■ **WHAT THIS TASK INVOLVES**
Among the entries that follow, find every line with the word "BBOX" and copy it.

■ **Data items**
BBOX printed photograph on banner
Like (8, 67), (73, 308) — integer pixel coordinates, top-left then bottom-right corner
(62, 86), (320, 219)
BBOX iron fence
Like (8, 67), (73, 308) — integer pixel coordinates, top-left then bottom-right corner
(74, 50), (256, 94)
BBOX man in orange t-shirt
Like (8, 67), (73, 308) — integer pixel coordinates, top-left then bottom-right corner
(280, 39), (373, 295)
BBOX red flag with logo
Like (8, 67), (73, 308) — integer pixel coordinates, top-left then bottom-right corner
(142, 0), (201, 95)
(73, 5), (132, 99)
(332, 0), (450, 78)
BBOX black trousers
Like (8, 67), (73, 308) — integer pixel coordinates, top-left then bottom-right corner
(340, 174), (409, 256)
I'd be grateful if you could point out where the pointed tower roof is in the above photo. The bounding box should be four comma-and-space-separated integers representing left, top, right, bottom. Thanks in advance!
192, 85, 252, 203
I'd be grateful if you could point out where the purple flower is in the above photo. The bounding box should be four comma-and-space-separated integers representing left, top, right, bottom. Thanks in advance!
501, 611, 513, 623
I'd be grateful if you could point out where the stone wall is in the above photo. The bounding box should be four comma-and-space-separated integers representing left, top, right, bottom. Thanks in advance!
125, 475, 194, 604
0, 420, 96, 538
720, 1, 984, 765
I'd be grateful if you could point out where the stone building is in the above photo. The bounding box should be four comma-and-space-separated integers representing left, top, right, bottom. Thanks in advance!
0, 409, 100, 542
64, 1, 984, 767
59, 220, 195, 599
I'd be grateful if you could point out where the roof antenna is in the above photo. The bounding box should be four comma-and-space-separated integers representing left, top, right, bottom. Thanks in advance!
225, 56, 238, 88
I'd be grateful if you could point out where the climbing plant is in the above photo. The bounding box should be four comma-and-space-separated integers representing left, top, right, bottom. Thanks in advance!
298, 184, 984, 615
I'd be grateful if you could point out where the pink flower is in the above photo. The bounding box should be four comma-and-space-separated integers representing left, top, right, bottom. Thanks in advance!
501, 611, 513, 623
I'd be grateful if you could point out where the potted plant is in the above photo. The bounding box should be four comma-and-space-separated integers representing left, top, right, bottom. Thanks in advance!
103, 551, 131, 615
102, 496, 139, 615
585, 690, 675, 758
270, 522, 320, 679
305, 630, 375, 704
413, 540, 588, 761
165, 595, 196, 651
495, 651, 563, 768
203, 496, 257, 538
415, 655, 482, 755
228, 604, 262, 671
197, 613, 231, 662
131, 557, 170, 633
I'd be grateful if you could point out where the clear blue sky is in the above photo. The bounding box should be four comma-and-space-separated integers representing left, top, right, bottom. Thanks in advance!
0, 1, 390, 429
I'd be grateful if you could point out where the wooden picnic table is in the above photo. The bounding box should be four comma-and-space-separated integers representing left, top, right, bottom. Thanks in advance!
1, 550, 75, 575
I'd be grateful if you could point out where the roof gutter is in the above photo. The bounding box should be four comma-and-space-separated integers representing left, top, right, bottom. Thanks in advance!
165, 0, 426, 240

■ **EXERCISE RESULT**
BBOX printed photograph on banner
BBOX iron fence
BBOX man in orange t-shirt
BBOX red flag with logo
BBOX black trousers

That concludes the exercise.